- **GOAL**
Arrange the stretch from the line containing "Highlight the row of flowers" through the last of the lines below as a Markdown table with the columns Row and Line, both ends included. Number each line in the Row column and leave out any blank lines.

- **DATA SHOWN**

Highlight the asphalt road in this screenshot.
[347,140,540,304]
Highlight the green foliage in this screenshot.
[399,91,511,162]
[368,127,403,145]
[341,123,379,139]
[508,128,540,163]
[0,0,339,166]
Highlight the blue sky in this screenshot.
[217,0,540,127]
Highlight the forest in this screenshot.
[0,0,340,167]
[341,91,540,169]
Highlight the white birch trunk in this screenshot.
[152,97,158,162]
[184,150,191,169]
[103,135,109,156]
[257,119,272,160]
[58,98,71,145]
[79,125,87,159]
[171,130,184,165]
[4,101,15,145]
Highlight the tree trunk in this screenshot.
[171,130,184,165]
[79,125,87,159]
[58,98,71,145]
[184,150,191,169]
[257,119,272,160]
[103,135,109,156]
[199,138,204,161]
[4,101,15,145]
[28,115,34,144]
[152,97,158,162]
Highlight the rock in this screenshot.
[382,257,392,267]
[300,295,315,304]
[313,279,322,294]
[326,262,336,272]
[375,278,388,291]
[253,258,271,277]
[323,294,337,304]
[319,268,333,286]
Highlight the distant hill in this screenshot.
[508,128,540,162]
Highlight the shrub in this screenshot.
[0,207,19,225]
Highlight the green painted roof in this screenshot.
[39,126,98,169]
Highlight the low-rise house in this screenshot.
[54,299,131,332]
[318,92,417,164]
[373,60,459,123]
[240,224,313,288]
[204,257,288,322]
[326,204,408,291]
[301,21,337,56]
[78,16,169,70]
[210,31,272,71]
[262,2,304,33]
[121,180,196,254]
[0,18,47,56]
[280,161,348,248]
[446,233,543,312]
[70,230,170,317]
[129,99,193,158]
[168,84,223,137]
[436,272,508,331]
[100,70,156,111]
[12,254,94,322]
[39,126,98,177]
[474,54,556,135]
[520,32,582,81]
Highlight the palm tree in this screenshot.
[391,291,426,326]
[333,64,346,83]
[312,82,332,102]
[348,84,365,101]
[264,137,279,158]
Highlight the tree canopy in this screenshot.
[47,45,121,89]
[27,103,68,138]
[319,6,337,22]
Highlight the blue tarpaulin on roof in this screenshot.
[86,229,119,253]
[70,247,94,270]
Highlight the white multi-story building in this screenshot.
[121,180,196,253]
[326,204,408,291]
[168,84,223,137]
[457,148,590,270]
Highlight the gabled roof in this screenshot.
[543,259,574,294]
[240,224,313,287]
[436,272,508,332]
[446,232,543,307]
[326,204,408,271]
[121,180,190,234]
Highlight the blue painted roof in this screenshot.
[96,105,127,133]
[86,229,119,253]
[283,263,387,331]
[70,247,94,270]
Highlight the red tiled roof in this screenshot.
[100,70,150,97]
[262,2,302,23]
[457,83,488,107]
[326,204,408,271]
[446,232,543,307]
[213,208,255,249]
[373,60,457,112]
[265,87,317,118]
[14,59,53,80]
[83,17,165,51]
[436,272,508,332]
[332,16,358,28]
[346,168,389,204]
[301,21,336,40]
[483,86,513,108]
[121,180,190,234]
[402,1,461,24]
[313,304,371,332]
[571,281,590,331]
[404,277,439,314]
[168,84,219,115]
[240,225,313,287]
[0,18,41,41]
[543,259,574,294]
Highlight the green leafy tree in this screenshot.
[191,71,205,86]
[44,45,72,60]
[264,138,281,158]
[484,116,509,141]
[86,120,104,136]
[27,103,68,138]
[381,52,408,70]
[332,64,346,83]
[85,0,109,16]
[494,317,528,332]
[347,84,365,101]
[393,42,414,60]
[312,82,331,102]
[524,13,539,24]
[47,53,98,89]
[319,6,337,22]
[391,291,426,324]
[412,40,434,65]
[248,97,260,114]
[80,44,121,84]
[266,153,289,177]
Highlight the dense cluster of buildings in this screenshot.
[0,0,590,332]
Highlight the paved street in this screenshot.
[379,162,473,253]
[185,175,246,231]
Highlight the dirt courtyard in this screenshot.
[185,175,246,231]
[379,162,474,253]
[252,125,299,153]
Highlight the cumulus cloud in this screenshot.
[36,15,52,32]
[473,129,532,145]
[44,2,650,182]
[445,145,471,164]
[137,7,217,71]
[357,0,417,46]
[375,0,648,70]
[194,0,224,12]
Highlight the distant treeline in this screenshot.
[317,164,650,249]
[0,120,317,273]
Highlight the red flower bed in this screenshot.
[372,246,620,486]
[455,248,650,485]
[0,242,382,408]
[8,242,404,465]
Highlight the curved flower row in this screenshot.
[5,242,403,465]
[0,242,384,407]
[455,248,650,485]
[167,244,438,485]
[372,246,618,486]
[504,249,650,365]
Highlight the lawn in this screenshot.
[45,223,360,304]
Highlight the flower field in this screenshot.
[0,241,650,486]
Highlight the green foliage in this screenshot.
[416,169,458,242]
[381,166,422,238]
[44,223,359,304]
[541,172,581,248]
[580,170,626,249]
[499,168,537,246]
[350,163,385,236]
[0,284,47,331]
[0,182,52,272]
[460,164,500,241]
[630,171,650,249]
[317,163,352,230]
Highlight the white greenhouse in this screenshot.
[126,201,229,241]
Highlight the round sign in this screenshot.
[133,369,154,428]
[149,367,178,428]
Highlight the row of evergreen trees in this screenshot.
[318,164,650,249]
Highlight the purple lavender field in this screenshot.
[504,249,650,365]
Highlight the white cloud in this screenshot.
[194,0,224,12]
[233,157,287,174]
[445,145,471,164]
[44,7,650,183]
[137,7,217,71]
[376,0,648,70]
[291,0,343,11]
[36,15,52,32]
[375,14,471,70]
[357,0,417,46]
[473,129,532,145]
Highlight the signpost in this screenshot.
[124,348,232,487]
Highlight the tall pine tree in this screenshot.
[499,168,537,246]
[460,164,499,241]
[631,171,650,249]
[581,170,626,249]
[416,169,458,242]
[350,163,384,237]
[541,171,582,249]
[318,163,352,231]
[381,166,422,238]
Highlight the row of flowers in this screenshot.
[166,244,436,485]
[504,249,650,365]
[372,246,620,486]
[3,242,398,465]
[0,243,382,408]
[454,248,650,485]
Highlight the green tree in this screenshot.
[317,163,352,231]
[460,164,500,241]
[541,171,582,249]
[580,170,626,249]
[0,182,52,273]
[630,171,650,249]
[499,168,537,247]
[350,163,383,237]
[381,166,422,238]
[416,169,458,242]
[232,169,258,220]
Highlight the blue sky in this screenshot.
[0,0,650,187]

- **FINISHED TASK**
| Row | Line |
|---|---|
| 1 | Highlight the row of flowers in this screenshot. |
| 2 | [166,244,436,485] |
| 3 | [504,249,650,365] |
| 4 | [372,246,620,486] |
| 5 | [3,242,398,465] |
| 6 | [0,243,382,408] |
| 7 | [454,248,650,485] |
| 8 | Highlight the green tree in this screenshot. |
| 9 | [317,163,352,231] |
| 10 | [460,164,500,241] |
| 11 | [541,171,582,249] |
| 12 | [580,170,626,249] |
| 13 | [0,182,52,273] |
| 14 | [630,171,650,249] |
| 15 | [499,168,537,247] |
| 16 | [350,163,383,237] |
| 17 | [381,166,422,238] |
| 18 | [416,169,458,242] |
| 19 | [232,169,258,220] |
| 20 | Highlight the blue sky in this screenshot. |
| 21 | [0,0,650,187] |